-------- Data rows
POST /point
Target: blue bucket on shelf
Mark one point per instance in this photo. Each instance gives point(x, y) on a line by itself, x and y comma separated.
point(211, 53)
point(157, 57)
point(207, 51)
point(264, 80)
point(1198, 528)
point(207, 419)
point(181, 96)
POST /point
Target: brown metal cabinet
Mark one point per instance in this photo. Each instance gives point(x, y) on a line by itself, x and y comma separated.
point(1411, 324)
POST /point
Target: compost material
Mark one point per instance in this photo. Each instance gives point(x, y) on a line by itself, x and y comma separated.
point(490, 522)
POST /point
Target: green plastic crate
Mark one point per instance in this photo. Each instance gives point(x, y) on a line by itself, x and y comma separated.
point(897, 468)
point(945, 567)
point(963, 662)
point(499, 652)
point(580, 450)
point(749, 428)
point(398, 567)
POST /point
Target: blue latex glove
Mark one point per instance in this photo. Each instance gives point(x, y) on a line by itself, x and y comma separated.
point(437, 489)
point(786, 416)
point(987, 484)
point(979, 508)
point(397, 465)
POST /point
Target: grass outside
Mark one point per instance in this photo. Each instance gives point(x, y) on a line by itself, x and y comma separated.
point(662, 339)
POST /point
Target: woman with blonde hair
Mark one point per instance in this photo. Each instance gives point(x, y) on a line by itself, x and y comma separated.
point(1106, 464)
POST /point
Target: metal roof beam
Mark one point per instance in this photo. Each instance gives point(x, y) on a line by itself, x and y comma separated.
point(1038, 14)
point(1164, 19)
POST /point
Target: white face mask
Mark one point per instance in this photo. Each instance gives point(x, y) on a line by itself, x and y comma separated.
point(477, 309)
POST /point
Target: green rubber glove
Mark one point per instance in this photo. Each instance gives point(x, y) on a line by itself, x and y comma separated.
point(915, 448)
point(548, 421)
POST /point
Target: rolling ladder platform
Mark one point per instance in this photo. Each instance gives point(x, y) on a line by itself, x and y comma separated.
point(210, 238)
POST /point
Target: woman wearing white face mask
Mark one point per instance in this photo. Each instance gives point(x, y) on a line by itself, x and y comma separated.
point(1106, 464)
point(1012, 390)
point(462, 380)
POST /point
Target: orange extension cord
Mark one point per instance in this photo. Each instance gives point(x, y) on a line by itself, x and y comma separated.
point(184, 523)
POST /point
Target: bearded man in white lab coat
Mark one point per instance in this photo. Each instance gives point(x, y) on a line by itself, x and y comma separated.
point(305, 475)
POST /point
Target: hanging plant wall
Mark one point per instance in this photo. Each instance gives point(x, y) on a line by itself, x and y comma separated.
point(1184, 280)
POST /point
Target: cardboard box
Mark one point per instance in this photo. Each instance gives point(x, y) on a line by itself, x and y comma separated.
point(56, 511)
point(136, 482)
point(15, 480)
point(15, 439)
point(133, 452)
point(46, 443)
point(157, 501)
----------------
» Aim: Swap "face mask" for "respirator" everywhere it occurs in the rows, and reproduce all of them with nothing else altered.

» Final result:
POST /point
Target: blue bucket on shelf
Mark one point per instance in this photo. Each instance gives point(x, y) on a line by itself, x and y comma separated.
point(211, 53)
point(157, 57)
point(207, 51)
point(264, 80)
point(1198, 528)
point(207, 419)
point(181, 96)
POST /point
Target: brown metal cabinet
Mark one point per instance in this photo. Each instance gives point(x, y) on a line by itself, x and y comma separated.
point(1411, 324)
POST /point
Target: compost material
Mark one point per instance in this photo. Each instance gives point(x, y) on a line by itself, x and y comma separated.
point(490, 522)
POST /point
Target: green plastic crate
Mark one point per instance in this photo. Each instance gives point(x, y) on a line by itself, x and y comma separated.
point(897, 468)
point(945, 567)
point(963, 662)
point(499, 652)
point(580, 450)
point(749, 428)
point(398, 567)
POST /point
Target: blue latex glove
Mark one point per instance in this photo. Each instance gives point(x, y) on a line by itself, x and y comma separated.
point(437, 489)
point(786, 416)
point(987, 484)
point(979, 508)
point(397, 465)
POST /point
Target: grass outside
Mark one point per instance in this photo. Each instance gives point(x, y) on a line by itself, x and y comma separated.
point(662, 339)
POST /point
Target: woman with blonde hair
Mark one point per instance in this photo. Each instance gives point(x, y) on a line by itself, x and y comma separated.
point(1106, 464)
POST /point
Target: metal roof beam
Mark one point per instance in this photo. Each instance gives point(x, y) on a line by itself, x and y comma separated.
point(1038, 14)
point(1164, 19)
POST /point
Target: white respirator
Mark one point per instance in this photo. Each instance gives point(x, y) on a line by itself, x and y comma separated.
point(477, 309)
POST /point
Target: green rubber glove
Mark one point per instance in this photo. Each instance gives point(x, y) on a line by itself, x and y comma separated.
point(915, 448)
point(548, 421)
POST /point
Target: rolling ladder platform
Mark one point per instance in this photo. Each instance gives point(x, y) on a line by itself, x and y comma separated.
point(210, 238)
POST /point
Target: woman wearing white respirator
Mark one point per instance in this photo. Each instance gives point(x, y) on a line by itself, x and y comma separated.
point(1106, 464)
point(1012, 390)
point(462, 380)
POST /point
Target: orange extension cord
Mark one point per instance in this photo. Each instance gives point(x, y) on a line by itself, x and y comma separated.
point(184, 523)
POST /point
Target: bearded man in white lab coat
Mark one point per instance in this photo. Each instance gives point(x, y) on a line by itself, x and y comma separated.
point(305, 475)
POST /point
Target: hanging plant wall
Mark one point per instance in this photo. Each instance gives point(x, y) on a line by itself, x and y comma separated.
point(1184, 280)
POST /point
Target: cardboard box
Mark one point per instance in this photo. Each instance gives point(x, y) on a line by itself, x and y comma separated.
point(56, 511)
point(136, 482)
point(15, 480)
point(15, 439)
point(133, 452)
point(46, 443)
point(157, 501)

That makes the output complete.